Stored data entries:
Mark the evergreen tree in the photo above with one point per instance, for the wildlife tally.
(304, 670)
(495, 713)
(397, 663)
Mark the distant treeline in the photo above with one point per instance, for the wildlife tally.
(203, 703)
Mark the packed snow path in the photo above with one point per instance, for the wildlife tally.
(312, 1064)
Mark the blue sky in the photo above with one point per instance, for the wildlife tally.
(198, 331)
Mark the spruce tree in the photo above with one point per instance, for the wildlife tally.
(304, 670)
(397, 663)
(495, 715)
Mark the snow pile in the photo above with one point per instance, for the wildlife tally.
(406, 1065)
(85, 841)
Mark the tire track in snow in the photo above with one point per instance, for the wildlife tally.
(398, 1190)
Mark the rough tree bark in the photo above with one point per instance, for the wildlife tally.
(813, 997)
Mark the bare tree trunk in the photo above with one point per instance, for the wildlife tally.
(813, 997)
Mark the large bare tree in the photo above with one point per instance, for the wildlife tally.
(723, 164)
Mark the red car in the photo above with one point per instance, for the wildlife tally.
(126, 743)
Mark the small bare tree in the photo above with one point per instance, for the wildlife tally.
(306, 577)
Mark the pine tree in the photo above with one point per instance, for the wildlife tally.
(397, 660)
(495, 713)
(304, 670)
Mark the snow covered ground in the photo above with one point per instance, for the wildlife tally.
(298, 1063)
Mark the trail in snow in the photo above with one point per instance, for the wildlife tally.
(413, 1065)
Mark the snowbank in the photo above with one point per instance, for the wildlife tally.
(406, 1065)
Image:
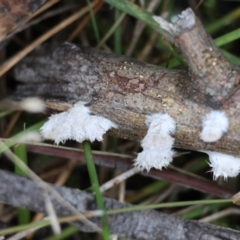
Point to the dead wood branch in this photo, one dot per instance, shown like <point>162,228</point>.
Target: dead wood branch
<point>139,225</point>
<point>123,90</point>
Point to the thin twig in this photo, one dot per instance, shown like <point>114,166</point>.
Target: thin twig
<point>15,59</point>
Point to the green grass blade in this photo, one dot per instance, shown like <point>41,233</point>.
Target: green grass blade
<point>94,23</point>
<point>67,232</point>
<point>94,181</point>
<point>21,151</point>
<point>12,141</point>
<point>117,34</point>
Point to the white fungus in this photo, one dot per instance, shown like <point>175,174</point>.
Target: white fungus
<point>33,105</point>
<point>76,124</point>
<point>214,124</point>
<point>157,144</point>
<point>223,165</point>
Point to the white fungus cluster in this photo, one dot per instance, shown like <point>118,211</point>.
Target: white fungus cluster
<point>33,105</point>
<point>157,144</point>
<point>214,124</point>
<point>76,124</point>
<point>223,165</point>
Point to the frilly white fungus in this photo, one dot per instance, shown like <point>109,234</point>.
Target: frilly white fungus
<point>33,105</point>
<point>157,144</point>
<point>76,124</point>
<point>214,124</point>
<point>223,165</point>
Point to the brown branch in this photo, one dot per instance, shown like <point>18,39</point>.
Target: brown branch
<point>211,74</point>
<point>139,225</point>
<point>123,90</point>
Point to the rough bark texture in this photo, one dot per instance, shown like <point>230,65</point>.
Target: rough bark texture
<point>141,225</point>
<point>14,12</point>
<point>123,90</point>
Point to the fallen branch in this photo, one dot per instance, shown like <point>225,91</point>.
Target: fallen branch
<point>125,90</point>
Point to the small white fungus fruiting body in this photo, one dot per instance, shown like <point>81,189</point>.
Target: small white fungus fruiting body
<point>223,165</point>
<point>33,105</point>
<point>76,124</point>
<point>30,137</point>
<point>214,124</point>
<point>157,144</point>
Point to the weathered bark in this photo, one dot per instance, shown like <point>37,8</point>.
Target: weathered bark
<point>14,13</point>
<point>123,90</point>
<point>139,225</point>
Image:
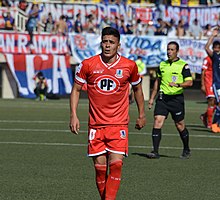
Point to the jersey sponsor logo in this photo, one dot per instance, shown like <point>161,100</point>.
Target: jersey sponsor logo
<point>179,113</point>
<point>98,71</point>
<point>92,134</point>
<point>123,134</point>
<point>119,73</point>
<point>106,84</point>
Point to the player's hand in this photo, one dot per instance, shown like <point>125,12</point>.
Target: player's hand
<point>74,125</point>
<point>140,123</point>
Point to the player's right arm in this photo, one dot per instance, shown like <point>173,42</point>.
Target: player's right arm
<point>74,99</point>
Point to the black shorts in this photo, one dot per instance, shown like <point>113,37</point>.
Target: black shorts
<point>173,104</point>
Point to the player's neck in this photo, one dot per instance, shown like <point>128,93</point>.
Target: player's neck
<point>109,60</point>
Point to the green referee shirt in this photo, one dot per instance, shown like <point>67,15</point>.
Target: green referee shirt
<point>177,72</point>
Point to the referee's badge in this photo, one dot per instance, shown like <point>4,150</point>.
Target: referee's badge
<point>119,73</point>
<point>174,79</point>
<point>123,134</point>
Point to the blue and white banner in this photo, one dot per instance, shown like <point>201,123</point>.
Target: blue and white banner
<point>152,49</point>
<point>56,69</point>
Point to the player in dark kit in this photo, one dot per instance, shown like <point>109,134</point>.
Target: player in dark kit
<point>215,55</point>
<point>173,75</point>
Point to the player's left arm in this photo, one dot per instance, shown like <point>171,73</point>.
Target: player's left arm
<point>74,99</point>
<point>139,98</point>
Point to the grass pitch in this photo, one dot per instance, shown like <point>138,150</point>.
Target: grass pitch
<point>41,160</point>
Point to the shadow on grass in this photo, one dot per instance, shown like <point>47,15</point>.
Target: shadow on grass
<point>145,156</point>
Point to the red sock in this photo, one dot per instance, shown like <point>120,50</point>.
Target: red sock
<point>114,179</point>
<point>210,111</point>
<point>101,178</point>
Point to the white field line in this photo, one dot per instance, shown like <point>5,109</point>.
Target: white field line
<point>82,122</point>
<point>84,145</point>
<point>85,131</point>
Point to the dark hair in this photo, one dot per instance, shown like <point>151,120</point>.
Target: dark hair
<point>174,43</point>
<point>215,43</point>
<point>110,31</point>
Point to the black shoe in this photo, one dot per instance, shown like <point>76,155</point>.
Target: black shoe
<point>186,154</point>
<point>153,155</point>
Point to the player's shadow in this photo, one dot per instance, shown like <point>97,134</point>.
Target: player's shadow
<point>145,156</point>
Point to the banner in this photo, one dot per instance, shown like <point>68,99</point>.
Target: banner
<point>42,44</point>
<point>56,69</point>
<point>153,49</point>
<point>205,14</point>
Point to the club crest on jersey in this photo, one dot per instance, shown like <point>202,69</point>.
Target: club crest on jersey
<point>119,73</point>
<point>123,134</point>
<point>106,84</point>
<point>174,78</point>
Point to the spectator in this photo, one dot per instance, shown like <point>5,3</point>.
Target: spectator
<point>104,23</point>
<point>171,29</point>
<point>195,30</point>
<point>91,28</point>
<point>161,27</point>
<point>69,24</point>
<point>49,25</point>
<point>150,29</point>
<point>61,26</point>
<point>23,5</point>
<point>115,23</point>
<point>32,22</point>
<point>139,27</point>
<point>9,21</point>
<point>78,24</point>
<point>180,30</point>
<point>208,30</point>
<point>41,86</point>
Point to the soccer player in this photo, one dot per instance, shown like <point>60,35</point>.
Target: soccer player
<point>215,55</point>
<point>206,87</point>
<point>107,76</point>
<point>172,77</point>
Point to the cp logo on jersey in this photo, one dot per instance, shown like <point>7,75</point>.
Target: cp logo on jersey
<point>106,84</point>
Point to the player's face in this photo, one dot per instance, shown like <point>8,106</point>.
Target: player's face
<point>216,48</point>
<point>172,52</point>
<point>110,45</point>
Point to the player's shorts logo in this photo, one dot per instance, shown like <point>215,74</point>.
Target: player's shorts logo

Task goal: In the data above, retype exactly and only the lines between the one holding "Target: dark hair" and the one holding "Point to the player's shadow", inclusive.

Response for this exercise:
Target: dark hair
<point>174,43</point>
<point>215,43</point>
<point>110,31</point>
Point to the black shoe in this photo, one dot per instance, shown like <point>76,155</point>.
Target: black shoe
<point>186,154</point>
<point>153,155</point>
Point to the player's shadow in this photo, one dot per instance, shown like <point>97,134</point>.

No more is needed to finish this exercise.